▶ _What you have to do_: Output the entries below word for word, stopping once the line containing "One point per instance, each like (249, 420)." is done, and omit each picture.

━━ Task input

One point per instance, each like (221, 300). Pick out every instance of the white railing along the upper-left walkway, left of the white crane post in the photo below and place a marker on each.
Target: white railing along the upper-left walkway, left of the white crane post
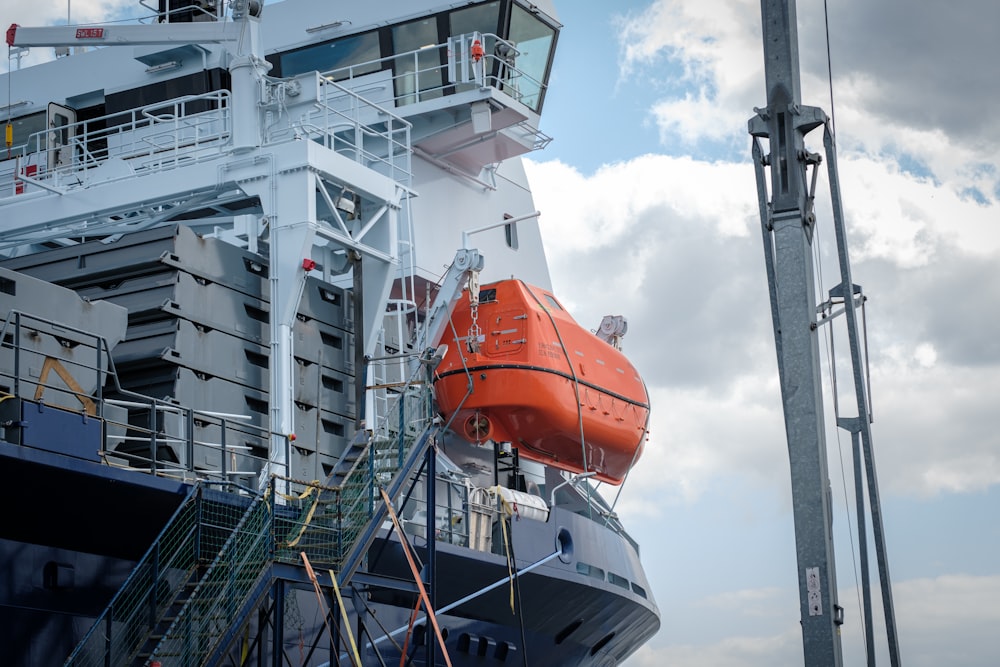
(149, 139)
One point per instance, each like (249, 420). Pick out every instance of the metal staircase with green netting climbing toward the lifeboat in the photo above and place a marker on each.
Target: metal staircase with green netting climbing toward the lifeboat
(212, 564)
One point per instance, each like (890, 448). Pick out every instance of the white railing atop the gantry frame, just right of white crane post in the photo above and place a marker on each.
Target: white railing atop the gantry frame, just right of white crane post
(345, 122)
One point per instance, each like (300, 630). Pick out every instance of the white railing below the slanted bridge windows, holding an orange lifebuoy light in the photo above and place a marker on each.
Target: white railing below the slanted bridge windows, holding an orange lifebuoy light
(433, 72)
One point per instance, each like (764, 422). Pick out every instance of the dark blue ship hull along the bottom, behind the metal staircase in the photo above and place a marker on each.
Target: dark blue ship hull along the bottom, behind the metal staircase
(80, 526)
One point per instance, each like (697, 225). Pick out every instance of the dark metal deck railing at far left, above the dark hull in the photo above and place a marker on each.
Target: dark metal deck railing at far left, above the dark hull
(50, 363)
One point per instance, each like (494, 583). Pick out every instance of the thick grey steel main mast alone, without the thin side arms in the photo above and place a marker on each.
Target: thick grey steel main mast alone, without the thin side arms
(788, 227)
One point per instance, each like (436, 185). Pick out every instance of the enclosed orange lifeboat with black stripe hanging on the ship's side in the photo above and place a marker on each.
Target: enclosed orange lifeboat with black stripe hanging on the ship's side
(541, 382)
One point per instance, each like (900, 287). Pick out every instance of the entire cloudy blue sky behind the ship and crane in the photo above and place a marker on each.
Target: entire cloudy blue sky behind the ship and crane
(649, 210)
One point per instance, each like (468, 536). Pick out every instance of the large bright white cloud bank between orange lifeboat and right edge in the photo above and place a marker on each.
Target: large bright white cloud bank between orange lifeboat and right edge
(673, 244)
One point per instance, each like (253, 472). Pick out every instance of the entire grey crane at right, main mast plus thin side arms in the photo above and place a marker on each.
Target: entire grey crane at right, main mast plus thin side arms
(788, 225)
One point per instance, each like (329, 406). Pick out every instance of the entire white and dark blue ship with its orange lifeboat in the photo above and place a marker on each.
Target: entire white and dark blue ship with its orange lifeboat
(283, 378)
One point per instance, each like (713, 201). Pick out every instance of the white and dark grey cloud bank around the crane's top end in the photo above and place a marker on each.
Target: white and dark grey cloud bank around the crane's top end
(890, 98)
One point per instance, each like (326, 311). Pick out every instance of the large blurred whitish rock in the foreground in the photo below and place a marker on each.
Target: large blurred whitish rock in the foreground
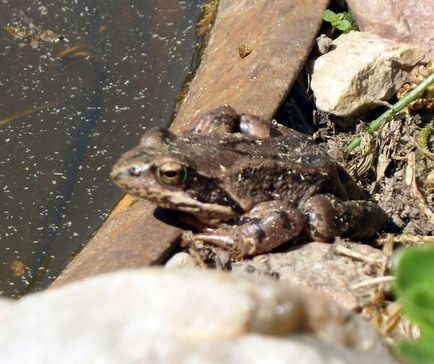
(162, 316)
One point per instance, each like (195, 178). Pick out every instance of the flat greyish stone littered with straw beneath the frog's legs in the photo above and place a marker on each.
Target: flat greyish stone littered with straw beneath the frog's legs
(330, 269)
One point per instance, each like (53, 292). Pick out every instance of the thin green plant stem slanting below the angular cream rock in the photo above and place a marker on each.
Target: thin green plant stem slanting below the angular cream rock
(401, 104)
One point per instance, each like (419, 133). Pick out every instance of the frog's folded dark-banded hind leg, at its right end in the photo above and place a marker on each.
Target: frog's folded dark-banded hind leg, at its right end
(329, 217)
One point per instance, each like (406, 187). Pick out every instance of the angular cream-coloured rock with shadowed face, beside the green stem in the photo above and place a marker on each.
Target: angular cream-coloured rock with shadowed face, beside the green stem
(360, 71)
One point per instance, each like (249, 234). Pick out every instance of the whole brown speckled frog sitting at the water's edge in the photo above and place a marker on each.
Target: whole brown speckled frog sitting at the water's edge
(253, 184)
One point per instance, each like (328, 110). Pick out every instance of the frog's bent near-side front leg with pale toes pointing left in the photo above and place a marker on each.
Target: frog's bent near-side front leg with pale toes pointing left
(266, 226)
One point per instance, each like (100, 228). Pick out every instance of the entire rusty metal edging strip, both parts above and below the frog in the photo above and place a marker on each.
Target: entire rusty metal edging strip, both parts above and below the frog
(280, 34)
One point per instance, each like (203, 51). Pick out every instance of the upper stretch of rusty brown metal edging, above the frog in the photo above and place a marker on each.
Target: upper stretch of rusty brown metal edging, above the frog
(280, 34)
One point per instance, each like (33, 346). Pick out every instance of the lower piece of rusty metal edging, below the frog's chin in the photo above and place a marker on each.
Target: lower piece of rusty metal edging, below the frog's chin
(132, 238)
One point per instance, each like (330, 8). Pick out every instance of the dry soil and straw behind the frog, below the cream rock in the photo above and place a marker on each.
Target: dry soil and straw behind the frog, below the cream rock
(395, 166)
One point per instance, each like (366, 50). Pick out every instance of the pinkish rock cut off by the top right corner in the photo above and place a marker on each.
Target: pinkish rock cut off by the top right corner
(408, 21)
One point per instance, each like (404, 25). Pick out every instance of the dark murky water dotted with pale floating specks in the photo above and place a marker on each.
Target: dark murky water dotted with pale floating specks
(69, 109)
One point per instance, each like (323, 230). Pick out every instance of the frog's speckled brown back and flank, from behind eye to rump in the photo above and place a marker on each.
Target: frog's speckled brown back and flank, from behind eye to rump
(287, 167)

━━━━

▶ _Solution to the exercise_:
One point per instance, each like (221, 300). Pick out every instance of the white railing along the upper-left walkway, left of the white crane post in the photo below and place a marker on each.
Target: white railing along the upper-left walkway, left of the white crane post
(149, 139)
One point per instance, each like (249, 420). Pick out every instance of the metal staircase with green netting climbing toward the lifeboat in the photo above and place a marker on each.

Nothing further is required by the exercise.